═══ SOURCE EXCERPT ═══
Parties to partitioning agreements have two options for satisfying the
construction requirements set forth in Sec. 27.14. Under the first
option, the partitioner and partitionee each certifies that it will
independently satisfy the substantial service requirement for its
respective partitioned area. If a licensee subsequently fails to meet
its substantial service requirement, its license will be subject to
automatic cancellation without further Commission action. Under the
section option, the partitioner certifies that it has met or will meet
the substantial service requirement for the entire, pre-partitioned
geographic service area. If the partitioner subsequently fails to meet
its substantial service requirement, only its license will be subject
to automatic cancellation without further Commission action.
* * * * *
(iii) For licensees in the 600 MHz band, the following rules apply
for purposes of implementing the construction requirements set forth in
Sec. 27.14. Each party to a geographic partitioning must individually
meet any service-specific performance requirements (i.e., construction
and operation requirements).
(2) * * *
(i) Except for WCS licensees holding authorizations for the 600 MHz
band, Block A in the 698-704 MHz and 728-734 MHz bands, Block B in the
704-710 MHz and 734-740 MHz bands, Block E in the 722-728 MHz band,
Blocks C, C1, or C2 in the 746-757 MHz and 776-787 MHz bands, or Block
D in the 758-763 MHz and 788-793 MHz bands, the following rules apply
to WCS and AWS licensees holding authorizations for purposes of
implementing the construction requirements set forth in Sec. 27.14.
Parties to disaggregation agreements have two options for satisfying
the construction requirements set forth in Sec. 27.14. Under the first
option, the disaggregator and disaggregatee each certifies that it will
share responsibility for meeting the substantial service requirement
for the geographic service area. If the parties choose this option and
either party subsequently fails to satisfy its substantial service
responsibility, both parties' licenses will be subject to forfeiture
without further Commission action. Under the second option, both
parties certify either that the disaggregator or the disaggregatee will
meet the substantial service requirement for the geographic service
area. If the parties choose this option, and the party responsible
subsequently fails to meet the substantial service requirement, only
that party's license will be subject to forfeiture without further
Commission action.
═══ DATA PROVIDED ═══
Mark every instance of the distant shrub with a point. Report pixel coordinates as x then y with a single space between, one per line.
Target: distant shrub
═══
- [STATED PROBLEM 1]:
Answer these questions from the partitioning and disaggregation rules:
(a) In a geographic partitioning involving 600 MHz band licensees, who must meet the service-specific performance requirements?
(b) Under the first disaggregation option, what happens if either party fails to satisfy its substantial service responsibility?
(c) Under the first partitioning option, what does each of the partitioner and partitionee certify?
- [STATED PROBLEM 2]: Write the next part of the partitioning and disaggregation rules, beginning right after the final sentence.

- [RIGHT ANSWER 1]:
(a) Each party to the geographic partitioning must meet them individually.
(b) Both parties' licenses become subject to forfeiture without further Commission action.
(c) Each certifies that it will independently satisfy the substantial service requirement for its respective partitioned area.

- [RIGHT ANSWER 2]:
* * * * *
(iii) For licensees holding authorizations in the 600 MHz band, the
following rules apply for purposes of implementing the construction
requirements set forth in Sec. 27.14. Each party to a spectrum
disaggregation must individually meet any service-specific performance
requirements (i.e., construction and operation requirements).
18. Section 27.17 is added to read as follows:
Sec. 27.17 Discontinuance of service in the 600 MHz band.
(a) Termination of Authorization. A licensee's authorization in the
600 MHz band will automatically terminate, without specific Commission
action, if it permanently discontinues service after meeting the
interim buildout requirements.
(b) Permanent discontinuance of service is defined as 180
consecutive days during which a 600 MHz licensee does not operate or,
in the case of a commercial mobile radio service provider, does not
provide service to at least one subscriber that is not affiliated with,
controlled by, or related to the providing carrier.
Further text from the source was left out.